Task to complete -
Reproduce each line of the material precisely.
[Opening Dataset records section]
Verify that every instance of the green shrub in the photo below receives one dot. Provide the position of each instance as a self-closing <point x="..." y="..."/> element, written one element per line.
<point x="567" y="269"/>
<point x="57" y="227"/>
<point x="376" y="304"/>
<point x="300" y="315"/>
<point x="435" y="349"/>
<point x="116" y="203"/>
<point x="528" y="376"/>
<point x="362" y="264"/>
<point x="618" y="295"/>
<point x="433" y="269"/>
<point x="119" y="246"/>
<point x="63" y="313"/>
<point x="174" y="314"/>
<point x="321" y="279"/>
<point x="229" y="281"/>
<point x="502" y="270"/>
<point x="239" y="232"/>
[Closing Dataset records section]
Your response -
Verify that every instance of the green shrub in the photo below receives one dot. Provide the position of each instance as a self-closing <point x="..." y="..."/> element, written one element per line.
<point x="567" y="269"/>
<point x="57" y="227"/>
<point x="376" y="304"/>
<point x="300" y="315"/>
<point x="435" y="349"/>
<point x="116" y="203"/>
<point x="528" y="376"/>
<point x="362" y="264"/>
<point x="618" y="295"/>
<point x="433" y="269"/>
<point x="119" y="246"/>
<point x="63" y="313"/>
<point x="174" y="314"/>
<point x="321" y="279"/>
<point x="229" y="281"/>
<point x="502" y="270"/>
<point x="239" y="232"/>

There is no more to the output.